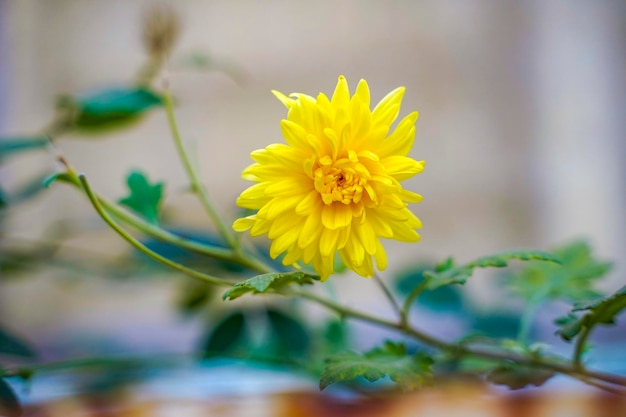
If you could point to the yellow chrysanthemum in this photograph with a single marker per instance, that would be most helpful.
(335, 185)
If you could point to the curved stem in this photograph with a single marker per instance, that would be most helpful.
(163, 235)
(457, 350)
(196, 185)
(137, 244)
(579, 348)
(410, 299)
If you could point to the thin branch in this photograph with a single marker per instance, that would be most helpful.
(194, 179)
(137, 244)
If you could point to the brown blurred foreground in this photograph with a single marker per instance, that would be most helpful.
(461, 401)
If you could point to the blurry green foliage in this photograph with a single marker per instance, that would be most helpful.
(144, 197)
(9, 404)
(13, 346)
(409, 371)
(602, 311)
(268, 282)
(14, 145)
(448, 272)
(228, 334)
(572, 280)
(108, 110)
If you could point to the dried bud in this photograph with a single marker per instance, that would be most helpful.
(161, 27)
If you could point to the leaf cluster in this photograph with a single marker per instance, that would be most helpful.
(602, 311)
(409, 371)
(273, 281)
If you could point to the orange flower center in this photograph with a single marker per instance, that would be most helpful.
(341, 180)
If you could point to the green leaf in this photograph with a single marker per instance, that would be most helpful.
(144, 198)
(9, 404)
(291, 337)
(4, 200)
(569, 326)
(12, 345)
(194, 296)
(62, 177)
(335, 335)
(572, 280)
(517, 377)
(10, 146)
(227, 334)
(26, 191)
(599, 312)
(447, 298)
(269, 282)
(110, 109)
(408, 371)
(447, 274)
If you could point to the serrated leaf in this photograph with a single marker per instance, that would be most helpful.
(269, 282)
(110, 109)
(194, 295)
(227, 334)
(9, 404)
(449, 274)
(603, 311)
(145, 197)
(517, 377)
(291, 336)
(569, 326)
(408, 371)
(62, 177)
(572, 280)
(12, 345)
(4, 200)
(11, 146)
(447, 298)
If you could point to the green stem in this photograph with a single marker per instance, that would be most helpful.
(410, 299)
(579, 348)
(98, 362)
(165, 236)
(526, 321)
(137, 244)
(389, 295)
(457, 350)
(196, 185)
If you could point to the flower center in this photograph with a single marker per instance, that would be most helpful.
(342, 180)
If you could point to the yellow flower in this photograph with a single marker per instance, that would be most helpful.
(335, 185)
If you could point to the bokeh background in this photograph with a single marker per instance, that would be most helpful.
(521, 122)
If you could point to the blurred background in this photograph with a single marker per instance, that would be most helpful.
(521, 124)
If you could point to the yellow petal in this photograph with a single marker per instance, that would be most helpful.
══════════════════════════════
● WHAT YOU ARE ASKED TO DO
Every line above should be transcribed exactly, though no image should be carried over.

● RESPONSE AREA
If you could point to the yellow chrysanthemum in this photograph with a single marker per instance, that would be most helpful.
(335, 185)
If you could point to the curved stem in this photograph with a single marker per instance, that would be most helpful.
(163, 235)
(457, 350)
(196, 185)
(137, 244)
(579, 348)
(410, 299)
If you could point to the thin branch in this photograph with a single marker per instance, that would be most helpful.
(194, 179)
(137, 244)
If you could point to the brown blurred foreground in this photograph with a single marker per instance, that would be most helpful.
(461, 401)
If you could point to the blurry green foliage in this photograph with a single marker per instance, that would be most helpful.
(144, 197)
(9, 404)
(13, 346)
(409, 371)
(602, 311)
(268, 282)
(14, 145)
(448, 272)
(228, 334)
(572, 280)
(108, 110)
If you could point to the dried bud in this photograph with a single marker per instance, that would be most helpful.
(161, 27)
If you could point to the leaf cluster in this photograph with a single marker per instance, that would be most helpful.
(602, 311)
(409, 371)
(273, 281)
If you could point to the orange flower center in this photograph with a single marker per instance, that would be most helpful.
(341, 180)
If you could point to the green leaf in this photograph with a single marker per instance, that would be most helpful.
(144, 198)
(9, 404)
(291, 337)
(4, 200)
(569, 326)
(12, 345)
(194, 296)
(62, 177)
(335, 335)
(572, 280)
(517, 377)
(10, 146)
(227, 334)
(26, 191)
(599, 312)
(447, 298)
(269, 282)
(110, 109)
(408, 371)
(447, 274)
If you could point to the serrated leaf in this photograph with a single marker per instance, that would be most helpful.
(269, 282)
(110, 109)
(194, 295)
(227, 334)
(9, 404)
(449, 274)
(603, 311)
(145, 197)
(517, 377)
(291, 336)
(569, 326)
(408, 371)
(62, 177)
(572, 280)
(12, 345)
(4, 200)
(11, 146)
(447, 298)
If you could point to the green stem in this photograph with a single marker per instance, that would be most helpful.
(410, 299)
(579, 348)
(98, 362)
(165, 236)
(526, 321)
(137, 244)
(389, 295)
(457, 350)
(196, 185)
If you could point to the flower center in this photograph with a single marker per instance, that would be most helpful.
(342, 180)
If you could point to the yellow flower in this photograph with a single marker per instance, that would be most helpful.
(335, 185)
If you could point to the bokeh background in this photograph with a single marker per instance, that would be most helpful.
(521, 122)
If you could point to the blurred background in this photograph with a single marker per instance, that would be most helpful.
(521, 124)
If you could point to the yellow petal in this photograph with a single marker per instance, that would be most helpful.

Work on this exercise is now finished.